▶ Task
All lines from the one containing "Exercise. Spot the building" through the end of the entries below should appear in the answer exactly, with no others.

▶ Data supplied
.....
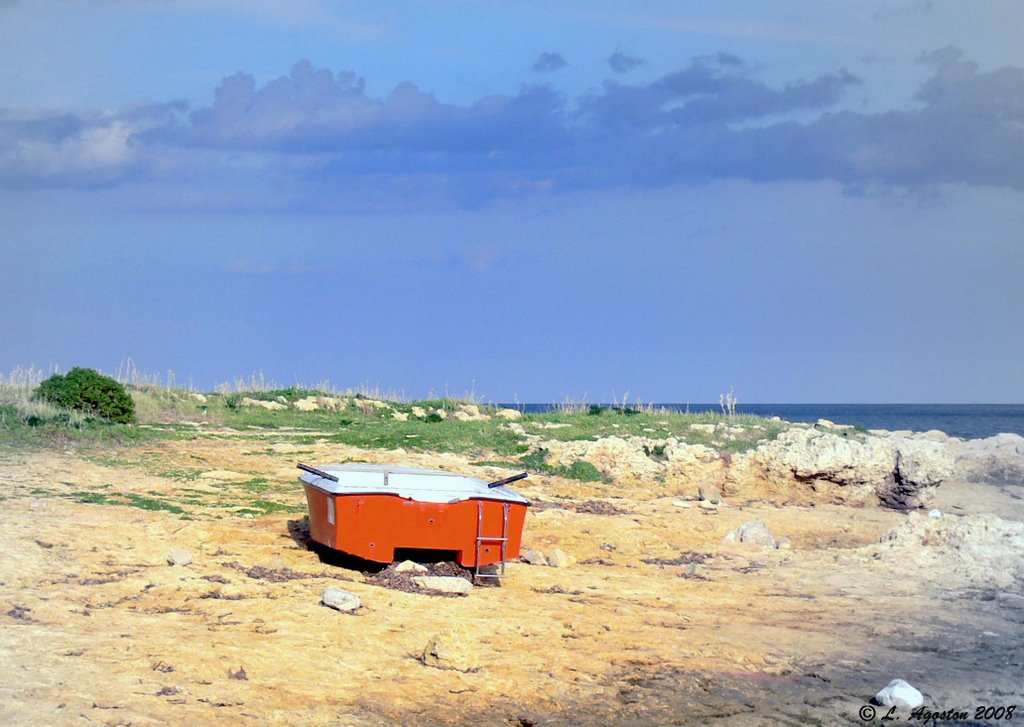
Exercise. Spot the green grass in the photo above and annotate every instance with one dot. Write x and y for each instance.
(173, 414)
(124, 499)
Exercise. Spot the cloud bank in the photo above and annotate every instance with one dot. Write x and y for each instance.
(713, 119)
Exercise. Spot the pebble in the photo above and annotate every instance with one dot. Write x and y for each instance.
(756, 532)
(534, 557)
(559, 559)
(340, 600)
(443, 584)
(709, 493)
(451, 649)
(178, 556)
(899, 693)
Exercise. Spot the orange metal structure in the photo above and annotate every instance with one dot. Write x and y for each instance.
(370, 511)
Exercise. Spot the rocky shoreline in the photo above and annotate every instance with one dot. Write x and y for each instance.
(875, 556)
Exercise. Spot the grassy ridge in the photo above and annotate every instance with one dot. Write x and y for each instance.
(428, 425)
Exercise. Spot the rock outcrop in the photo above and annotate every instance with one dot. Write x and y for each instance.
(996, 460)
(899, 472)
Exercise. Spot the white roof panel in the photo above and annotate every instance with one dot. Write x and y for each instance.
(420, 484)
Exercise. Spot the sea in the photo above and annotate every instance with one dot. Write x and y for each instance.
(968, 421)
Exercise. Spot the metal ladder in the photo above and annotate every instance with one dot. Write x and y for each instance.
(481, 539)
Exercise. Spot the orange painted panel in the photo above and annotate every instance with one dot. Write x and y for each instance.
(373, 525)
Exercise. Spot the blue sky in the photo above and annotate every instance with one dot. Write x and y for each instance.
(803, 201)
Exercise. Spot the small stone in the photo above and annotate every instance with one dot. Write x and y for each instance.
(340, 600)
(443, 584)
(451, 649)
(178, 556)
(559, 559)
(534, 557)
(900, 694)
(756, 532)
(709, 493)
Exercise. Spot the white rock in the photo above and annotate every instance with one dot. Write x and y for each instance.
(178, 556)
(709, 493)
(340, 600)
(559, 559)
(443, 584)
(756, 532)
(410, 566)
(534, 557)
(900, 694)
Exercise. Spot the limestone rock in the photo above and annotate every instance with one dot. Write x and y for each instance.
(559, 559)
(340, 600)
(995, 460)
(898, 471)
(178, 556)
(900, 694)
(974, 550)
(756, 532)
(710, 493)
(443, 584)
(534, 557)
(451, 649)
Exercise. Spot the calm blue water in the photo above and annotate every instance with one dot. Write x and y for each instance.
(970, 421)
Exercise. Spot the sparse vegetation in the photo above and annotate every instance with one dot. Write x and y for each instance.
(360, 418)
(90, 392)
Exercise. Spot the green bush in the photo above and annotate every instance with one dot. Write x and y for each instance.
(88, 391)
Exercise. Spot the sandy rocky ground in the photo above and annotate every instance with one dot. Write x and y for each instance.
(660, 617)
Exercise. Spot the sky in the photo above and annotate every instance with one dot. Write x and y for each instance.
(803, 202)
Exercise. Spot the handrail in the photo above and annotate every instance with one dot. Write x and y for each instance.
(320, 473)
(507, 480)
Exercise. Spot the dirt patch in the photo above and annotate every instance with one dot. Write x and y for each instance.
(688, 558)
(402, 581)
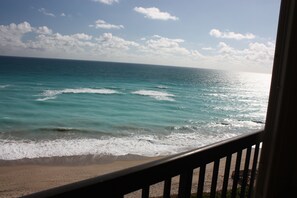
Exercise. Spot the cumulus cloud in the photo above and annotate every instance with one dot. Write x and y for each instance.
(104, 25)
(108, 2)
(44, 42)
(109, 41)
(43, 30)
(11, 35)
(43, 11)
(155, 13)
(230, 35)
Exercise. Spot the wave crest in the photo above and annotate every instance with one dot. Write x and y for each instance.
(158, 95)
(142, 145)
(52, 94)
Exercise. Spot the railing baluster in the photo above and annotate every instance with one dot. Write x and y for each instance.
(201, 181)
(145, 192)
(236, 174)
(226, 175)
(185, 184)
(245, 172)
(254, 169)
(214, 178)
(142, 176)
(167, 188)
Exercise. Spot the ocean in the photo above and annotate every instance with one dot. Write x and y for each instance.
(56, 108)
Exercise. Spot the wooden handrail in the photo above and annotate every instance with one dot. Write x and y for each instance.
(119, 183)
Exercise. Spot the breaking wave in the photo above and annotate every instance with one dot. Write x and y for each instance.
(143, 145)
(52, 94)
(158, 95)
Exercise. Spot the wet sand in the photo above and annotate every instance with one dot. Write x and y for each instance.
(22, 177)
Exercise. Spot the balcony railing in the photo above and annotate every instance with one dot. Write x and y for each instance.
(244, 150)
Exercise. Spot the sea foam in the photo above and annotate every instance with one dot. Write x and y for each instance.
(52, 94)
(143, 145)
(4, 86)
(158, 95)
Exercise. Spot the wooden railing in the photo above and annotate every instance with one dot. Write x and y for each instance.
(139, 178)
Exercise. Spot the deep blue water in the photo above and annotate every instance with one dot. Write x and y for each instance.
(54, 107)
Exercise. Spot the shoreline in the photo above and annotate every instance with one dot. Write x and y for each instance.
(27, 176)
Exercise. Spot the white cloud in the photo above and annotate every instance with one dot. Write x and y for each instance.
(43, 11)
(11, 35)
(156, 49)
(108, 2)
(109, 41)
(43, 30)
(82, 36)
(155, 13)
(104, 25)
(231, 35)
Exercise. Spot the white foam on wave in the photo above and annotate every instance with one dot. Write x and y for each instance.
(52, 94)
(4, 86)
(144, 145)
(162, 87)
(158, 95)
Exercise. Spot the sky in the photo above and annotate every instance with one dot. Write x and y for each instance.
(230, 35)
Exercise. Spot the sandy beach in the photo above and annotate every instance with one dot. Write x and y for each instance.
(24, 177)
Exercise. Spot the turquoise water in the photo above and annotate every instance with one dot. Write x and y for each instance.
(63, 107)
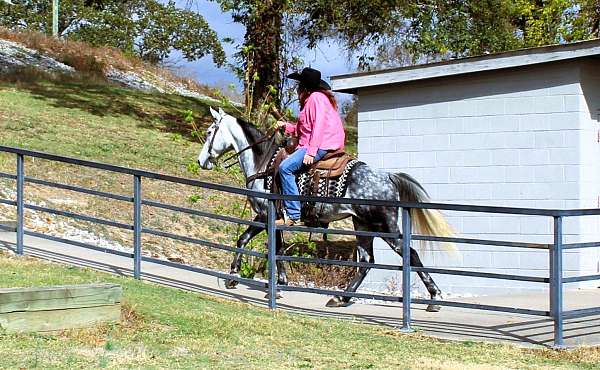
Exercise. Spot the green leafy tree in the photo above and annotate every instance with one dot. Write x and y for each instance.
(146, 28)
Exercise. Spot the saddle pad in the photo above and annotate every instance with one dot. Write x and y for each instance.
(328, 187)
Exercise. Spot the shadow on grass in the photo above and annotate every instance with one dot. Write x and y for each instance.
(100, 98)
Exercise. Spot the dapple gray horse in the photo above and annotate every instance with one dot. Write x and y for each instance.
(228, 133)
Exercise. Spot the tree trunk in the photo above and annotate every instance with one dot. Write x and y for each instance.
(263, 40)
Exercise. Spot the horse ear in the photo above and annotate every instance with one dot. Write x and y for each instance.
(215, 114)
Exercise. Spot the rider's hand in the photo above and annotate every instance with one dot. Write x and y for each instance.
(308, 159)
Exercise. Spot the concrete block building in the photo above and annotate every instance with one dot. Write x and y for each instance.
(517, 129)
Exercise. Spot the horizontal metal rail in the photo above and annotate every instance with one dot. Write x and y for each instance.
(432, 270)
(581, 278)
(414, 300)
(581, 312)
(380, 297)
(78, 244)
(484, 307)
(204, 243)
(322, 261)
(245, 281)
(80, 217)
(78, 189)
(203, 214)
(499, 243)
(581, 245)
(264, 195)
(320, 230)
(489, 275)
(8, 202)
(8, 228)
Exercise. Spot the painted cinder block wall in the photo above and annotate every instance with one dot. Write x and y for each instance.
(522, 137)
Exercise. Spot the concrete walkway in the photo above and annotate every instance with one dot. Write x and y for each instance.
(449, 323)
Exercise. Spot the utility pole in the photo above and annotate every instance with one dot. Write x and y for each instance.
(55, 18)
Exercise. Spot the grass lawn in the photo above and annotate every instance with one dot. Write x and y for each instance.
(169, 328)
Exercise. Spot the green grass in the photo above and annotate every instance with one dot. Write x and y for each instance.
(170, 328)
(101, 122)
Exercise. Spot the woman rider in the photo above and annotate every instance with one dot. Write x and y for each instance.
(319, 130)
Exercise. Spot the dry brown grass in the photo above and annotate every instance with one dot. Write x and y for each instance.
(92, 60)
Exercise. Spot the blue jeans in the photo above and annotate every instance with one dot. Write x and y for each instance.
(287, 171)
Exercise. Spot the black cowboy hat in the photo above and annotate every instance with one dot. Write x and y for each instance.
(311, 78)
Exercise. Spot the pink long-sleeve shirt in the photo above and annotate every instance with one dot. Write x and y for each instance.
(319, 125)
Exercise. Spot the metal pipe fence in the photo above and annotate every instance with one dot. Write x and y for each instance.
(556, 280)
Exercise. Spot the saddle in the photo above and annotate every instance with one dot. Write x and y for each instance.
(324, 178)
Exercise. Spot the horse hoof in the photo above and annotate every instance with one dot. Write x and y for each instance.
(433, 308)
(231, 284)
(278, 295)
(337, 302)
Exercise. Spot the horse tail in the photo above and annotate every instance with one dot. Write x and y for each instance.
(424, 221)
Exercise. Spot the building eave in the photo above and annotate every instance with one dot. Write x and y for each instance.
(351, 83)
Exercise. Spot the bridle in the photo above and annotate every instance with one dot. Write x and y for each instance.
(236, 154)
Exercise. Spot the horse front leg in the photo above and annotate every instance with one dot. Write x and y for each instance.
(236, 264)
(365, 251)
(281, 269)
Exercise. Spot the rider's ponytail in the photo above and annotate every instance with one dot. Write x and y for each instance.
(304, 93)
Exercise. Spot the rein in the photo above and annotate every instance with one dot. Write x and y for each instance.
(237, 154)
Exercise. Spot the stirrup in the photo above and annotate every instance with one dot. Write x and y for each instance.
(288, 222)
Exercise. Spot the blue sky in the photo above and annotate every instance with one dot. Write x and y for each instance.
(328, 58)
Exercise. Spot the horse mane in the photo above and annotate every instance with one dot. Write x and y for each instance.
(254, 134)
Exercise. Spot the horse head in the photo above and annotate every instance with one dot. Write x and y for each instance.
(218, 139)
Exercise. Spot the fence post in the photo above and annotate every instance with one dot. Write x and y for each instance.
.....
▶ Task solution
Exercise. Spot the building eave in the photo above and annotate every instance with one dot. Write x and y for each instance.
(351, 83)
Exercise. Spot the bridle in the photo above and annotate every instance with one dot. Write x and y for each instance.
(236, 154)
Exercise. Spot the horse front leg in the photo above and annotate every instance with one dot. Write x and y for each instance.
(236, 264)
(365, 251)
(281, 269)
Exercise. Spot the rider's ponytail in the photo above and annotate every instance with one dot. Write x and y for each instance.
(304, 93)
Exercise. Spot the rein in the photo above and annotate every instance with one dot. Write x and y for each instance.
(237, 154)
Exercise. Spot the stirrup in the photo above and annotate every instance with one dot. Write x and y for each instance.
(288, 222)
Exercise. Spot the blue sky in the photo above and annotate every instance with one dot. Write x and y for each instance.
(328, 58)
Exercise. Spot the horse mane in the photo above and annotate every instance with one dot. Write x and y for each instance.
(254, 134)
Exercise. Spot the horse head in the photo above and annotate every instance with one dot. Write x and y for each instance.
(218, 139)
Exercise. Spot the fence post in the photo above and annotate every instance with one dot. Write x and y for each instance.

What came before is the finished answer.